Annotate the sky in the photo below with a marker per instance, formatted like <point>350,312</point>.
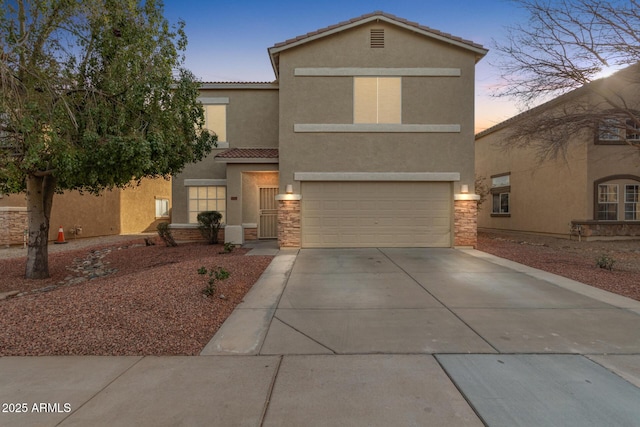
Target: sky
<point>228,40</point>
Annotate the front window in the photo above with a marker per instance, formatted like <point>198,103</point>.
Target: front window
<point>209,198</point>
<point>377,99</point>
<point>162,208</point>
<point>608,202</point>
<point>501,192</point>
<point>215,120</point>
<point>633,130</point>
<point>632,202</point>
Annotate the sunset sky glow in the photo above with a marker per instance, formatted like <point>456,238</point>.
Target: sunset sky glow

^^^^

=== AIM ===
Turn every line of the listing above into a numbered list, skipping any blank lines. Leave the pictures out of your answer.

=== SOLUTION FOR THIS PROBLEM ===
1. Annotate the sky in the photo below with a marker per instance, formatted like <point>350,312</point>.
2. Target: sky
3. <point>228,40</point>
4. Annotate the front window in the photo above with a marker per instance, formatted like <point>198,103</point>.
5. Target: front window
6. <point>209,198</point>
7. <point>377,99</point>
8. <point>162,208</point>
9. <point>608,202</point>
10. <point>501,192</point>
11. <point>215,120</point>
12. <point>633,130</point>
13. <point>632,202</point>
14. Annotate the sunset sky glow in the photo above with a marker per instance, formatted like <point>456,238</point>.
15. Target: sunset sky glow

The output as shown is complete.